[Start of Stored data]

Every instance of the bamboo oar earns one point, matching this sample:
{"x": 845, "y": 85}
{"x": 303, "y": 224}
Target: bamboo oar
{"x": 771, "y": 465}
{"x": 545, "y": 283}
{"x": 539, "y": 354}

[End of Stored data]

- Given request -
Rewrite every line of the records above, requests included. Multiply each x and y coordinate in the answer points by 0.75 and round to the nearest whole number, rounding halves up, but leave the numbers in the requests and their sample points unchanged.

- Completed exercise -
Every instance of the bamboo oar earns one point, matching this sample:
{"x": 845, "y": 85}
{"x": 303, "y": 224}
Target: bamboo oar
{"x": 578, "y": 349}
{"x": 409, "y": 212}
{"x": 404, "y": 266}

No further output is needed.